TASK PROMPT
Repeat word for word the line with "in red hoodie" and every line after it until the records below run out.

SUPPLIED ENTRIES
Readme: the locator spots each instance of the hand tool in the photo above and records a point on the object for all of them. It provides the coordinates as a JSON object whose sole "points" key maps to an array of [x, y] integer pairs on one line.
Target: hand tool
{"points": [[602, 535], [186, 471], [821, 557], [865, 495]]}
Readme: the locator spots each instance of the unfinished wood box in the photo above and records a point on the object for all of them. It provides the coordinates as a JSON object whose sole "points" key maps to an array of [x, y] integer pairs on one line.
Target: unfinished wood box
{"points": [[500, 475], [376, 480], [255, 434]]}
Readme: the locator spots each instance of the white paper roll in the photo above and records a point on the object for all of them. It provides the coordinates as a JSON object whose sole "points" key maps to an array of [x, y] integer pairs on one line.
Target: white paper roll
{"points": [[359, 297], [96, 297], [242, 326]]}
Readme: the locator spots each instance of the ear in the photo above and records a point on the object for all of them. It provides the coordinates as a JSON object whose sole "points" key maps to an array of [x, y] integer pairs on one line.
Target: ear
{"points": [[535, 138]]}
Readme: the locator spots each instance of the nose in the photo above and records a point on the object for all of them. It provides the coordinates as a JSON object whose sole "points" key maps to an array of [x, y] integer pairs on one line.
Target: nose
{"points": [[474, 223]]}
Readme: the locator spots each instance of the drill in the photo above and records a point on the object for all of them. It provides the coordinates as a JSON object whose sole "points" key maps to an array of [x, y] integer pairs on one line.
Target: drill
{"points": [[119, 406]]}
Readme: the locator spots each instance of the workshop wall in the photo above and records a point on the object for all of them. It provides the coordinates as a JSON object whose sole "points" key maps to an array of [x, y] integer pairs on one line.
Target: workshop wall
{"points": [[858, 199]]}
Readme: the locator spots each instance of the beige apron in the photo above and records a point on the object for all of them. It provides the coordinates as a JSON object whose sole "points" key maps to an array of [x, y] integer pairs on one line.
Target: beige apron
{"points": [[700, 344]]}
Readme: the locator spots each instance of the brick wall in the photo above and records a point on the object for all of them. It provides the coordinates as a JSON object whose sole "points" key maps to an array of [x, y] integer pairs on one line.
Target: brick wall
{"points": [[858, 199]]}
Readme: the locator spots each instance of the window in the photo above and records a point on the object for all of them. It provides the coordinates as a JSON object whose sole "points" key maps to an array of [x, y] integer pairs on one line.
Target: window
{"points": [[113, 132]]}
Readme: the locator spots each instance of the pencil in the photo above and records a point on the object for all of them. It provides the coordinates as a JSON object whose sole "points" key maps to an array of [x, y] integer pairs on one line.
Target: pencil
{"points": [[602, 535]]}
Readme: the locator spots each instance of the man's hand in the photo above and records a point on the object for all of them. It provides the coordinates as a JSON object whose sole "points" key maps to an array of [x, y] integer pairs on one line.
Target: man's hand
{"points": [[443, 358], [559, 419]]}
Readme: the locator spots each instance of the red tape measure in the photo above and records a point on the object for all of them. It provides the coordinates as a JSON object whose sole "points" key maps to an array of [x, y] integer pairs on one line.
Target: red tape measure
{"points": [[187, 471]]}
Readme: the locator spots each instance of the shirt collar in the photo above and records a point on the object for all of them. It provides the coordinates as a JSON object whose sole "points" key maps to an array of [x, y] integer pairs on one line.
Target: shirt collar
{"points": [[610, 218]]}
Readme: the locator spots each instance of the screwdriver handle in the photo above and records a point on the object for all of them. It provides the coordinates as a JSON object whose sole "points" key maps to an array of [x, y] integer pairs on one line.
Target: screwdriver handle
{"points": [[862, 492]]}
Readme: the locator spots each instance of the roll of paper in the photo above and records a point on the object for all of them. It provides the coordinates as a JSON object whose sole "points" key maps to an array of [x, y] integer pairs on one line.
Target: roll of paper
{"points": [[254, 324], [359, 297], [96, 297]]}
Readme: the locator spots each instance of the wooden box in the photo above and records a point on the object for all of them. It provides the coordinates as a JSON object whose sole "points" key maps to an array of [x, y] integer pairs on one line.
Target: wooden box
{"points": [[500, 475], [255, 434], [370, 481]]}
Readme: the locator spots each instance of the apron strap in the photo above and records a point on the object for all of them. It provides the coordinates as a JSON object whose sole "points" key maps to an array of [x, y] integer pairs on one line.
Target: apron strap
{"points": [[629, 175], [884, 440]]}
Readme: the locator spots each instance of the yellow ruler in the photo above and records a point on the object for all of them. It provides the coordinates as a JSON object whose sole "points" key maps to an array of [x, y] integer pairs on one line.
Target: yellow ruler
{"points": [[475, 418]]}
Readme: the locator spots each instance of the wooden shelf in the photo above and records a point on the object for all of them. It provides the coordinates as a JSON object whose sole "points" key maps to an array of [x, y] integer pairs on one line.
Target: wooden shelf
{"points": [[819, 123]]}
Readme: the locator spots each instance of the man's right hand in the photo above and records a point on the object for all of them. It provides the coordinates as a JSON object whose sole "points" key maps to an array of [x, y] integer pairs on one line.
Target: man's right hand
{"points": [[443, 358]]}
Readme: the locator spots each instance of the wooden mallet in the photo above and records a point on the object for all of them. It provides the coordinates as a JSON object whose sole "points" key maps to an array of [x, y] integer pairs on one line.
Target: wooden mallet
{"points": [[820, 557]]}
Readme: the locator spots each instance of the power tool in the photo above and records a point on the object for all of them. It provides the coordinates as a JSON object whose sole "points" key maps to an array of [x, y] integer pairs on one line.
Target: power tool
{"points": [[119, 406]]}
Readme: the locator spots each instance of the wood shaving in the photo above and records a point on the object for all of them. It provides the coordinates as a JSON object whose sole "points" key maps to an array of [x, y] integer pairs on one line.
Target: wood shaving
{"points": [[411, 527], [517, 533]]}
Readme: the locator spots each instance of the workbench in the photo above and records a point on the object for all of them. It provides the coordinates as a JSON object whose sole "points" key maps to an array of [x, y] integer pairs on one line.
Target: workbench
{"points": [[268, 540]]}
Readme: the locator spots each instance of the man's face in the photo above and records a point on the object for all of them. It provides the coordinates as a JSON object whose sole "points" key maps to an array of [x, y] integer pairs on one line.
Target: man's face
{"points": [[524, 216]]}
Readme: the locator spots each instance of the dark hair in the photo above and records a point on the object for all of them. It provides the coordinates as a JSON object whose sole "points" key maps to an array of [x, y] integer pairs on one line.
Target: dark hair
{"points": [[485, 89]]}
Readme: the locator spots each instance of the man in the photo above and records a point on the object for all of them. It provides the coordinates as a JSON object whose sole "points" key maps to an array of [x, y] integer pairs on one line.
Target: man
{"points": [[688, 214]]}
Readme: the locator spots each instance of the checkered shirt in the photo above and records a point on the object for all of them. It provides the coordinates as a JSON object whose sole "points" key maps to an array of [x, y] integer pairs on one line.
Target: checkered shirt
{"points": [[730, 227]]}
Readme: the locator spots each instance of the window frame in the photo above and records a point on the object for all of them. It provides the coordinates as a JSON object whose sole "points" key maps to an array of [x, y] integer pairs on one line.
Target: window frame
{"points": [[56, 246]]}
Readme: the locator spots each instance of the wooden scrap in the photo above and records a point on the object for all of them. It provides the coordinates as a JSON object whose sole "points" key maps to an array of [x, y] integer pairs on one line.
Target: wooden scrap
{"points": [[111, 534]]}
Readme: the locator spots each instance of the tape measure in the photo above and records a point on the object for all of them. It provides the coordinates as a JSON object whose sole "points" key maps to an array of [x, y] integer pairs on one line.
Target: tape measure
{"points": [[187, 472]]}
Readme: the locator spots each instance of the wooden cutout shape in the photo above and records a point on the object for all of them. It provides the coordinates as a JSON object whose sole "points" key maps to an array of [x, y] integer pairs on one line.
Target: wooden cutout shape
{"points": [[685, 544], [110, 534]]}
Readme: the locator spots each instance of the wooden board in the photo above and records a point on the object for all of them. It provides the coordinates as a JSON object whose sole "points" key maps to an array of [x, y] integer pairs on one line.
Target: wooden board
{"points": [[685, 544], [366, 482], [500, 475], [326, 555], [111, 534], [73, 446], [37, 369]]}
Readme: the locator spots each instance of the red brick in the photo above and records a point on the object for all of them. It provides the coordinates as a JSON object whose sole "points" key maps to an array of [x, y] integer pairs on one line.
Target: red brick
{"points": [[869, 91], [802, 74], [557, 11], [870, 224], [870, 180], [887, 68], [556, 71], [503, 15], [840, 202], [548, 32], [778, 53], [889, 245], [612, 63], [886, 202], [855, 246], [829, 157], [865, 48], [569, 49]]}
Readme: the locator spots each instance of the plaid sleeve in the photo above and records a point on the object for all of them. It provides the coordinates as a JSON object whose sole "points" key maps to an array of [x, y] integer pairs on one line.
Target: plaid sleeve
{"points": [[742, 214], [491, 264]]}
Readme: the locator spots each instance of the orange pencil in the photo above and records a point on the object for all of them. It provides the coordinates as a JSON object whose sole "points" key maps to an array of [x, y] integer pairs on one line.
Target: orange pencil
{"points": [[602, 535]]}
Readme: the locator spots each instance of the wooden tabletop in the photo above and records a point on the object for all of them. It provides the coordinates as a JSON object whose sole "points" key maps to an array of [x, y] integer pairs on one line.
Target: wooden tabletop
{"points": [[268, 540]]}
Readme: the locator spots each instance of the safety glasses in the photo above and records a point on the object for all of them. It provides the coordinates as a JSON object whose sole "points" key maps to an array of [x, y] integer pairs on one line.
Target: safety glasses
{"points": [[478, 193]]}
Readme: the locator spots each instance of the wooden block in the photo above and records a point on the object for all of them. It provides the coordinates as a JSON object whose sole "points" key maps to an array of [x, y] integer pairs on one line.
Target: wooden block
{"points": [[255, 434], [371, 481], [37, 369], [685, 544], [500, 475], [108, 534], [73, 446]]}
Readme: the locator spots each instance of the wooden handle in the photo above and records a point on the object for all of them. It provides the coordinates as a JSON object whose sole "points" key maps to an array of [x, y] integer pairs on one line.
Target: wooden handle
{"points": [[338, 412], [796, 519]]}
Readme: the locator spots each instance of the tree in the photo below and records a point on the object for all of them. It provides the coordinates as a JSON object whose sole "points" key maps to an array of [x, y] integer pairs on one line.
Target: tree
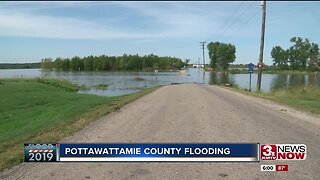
{"points": [[280, 57], [302, 55], [299, 53], [221, 54]]}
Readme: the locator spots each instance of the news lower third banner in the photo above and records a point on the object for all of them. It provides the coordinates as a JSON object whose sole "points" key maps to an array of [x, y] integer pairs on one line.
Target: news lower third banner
{"points": [[142, 152]]}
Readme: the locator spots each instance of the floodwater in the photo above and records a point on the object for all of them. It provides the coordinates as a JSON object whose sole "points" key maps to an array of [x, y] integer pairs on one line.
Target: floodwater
{"points": [[120, 83]]}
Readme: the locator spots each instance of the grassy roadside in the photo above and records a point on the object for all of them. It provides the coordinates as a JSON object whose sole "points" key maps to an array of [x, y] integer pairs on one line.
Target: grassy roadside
{"points": [[302, 98], [40, 112]]}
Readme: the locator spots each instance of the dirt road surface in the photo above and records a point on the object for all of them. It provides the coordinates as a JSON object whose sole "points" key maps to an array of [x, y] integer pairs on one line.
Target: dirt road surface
{"points": [[191, 113]]}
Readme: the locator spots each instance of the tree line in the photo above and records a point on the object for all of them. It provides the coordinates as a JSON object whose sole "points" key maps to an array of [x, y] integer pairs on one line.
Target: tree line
{"points": [[302, 55], [113, 63], [221, 55]]}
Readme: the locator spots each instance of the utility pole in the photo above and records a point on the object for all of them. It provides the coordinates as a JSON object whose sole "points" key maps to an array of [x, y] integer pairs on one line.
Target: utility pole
{"points": [[202, 44], [263, 27]]}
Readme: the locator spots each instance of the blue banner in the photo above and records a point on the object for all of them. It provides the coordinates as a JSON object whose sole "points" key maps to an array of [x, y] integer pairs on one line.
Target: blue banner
{"points": [[157, 151]]}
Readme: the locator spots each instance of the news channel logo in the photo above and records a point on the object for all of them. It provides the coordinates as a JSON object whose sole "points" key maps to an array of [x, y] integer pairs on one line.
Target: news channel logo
{"points": [[283, 152]]}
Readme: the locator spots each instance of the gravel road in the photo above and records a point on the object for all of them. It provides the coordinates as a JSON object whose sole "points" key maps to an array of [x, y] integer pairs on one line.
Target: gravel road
{"points": [[191, 113]]}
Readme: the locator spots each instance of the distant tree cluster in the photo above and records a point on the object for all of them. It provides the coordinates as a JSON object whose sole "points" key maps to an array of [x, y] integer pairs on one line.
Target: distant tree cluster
{"points": [[113, 63], [221, 55], [302, 55], [19, 65]]}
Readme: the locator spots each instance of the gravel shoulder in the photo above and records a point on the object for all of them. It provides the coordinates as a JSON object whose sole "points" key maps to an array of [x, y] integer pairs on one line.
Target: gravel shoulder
{"points": [[189, 113]]}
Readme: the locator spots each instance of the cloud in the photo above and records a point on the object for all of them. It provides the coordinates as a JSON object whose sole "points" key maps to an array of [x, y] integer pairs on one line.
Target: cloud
{"points": [[147, 21]]}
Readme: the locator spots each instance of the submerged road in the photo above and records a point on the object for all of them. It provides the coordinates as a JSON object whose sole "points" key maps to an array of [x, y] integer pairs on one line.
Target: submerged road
{"points": [[191, 113]]}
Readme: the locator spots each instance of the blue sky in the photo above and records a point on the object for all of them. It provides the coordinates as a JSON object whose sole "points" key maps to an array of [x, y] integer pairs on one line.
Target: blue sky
{"points": [[30, 31]]}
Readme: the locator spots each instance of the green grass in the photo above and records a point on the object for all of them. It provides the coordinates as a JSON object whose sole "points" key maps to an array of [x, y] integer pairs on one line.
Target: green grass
{"points": [[101, 86], [305, 98], [35, 112]]}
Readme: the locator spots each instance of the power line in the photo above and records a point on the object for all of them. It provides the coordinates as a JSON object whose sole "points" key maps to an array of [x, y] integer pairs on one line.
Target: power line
{"points": [[202, 44], [229, 26], [231, 16], [263, 27]]}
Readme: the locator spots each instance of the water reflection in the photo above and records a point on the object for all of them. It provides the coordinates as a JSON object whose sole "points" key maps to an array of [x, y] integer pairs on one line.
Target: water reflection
{"points": [[126, 82]]}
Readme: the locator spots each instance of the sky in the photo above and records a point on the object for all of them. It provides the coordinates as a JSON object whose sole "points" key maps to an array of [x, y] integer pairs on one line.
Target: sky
{"points": [[30, 31]]}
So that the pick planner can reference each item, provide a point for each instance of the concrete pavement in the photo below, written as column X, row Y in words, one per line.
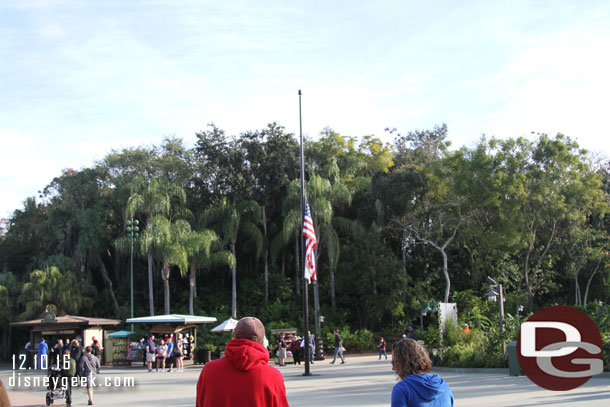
column 362, row 381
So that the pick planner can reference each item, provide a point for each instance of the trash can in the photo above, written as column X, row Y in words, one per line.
column 513, row 360
column 203, row 355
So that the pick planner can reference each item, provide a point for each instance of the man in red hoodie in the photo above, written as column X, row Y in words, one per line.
column 243, row 377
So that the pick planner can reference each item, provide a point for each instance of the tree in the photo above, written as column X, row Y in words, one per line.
column 165, row 240
column 50, row 286
column 230, row 220
column 152, row 199
column 198, row 246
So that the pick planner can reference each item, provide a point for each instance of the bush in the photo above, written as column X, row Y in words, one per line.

FULL ANSWER
So that the pick planner can reference each item, provide a point for each instance of the man in red hoodie in the photo above, written as column X, row Y in words, one per line.
column 243, row 377
So that the pick planner can reference each item, provide a point for each instance of the tree in the photo above, written as column X, row Y in words, one per line.
column 165, row 240
column 50, row 286
column 230, row 220
column 152, row 199
column 198, row 246
So that the pick planner can reference each item, provide a point for each instance of the bush in the photo above, written as column X, row Y in words, one per line.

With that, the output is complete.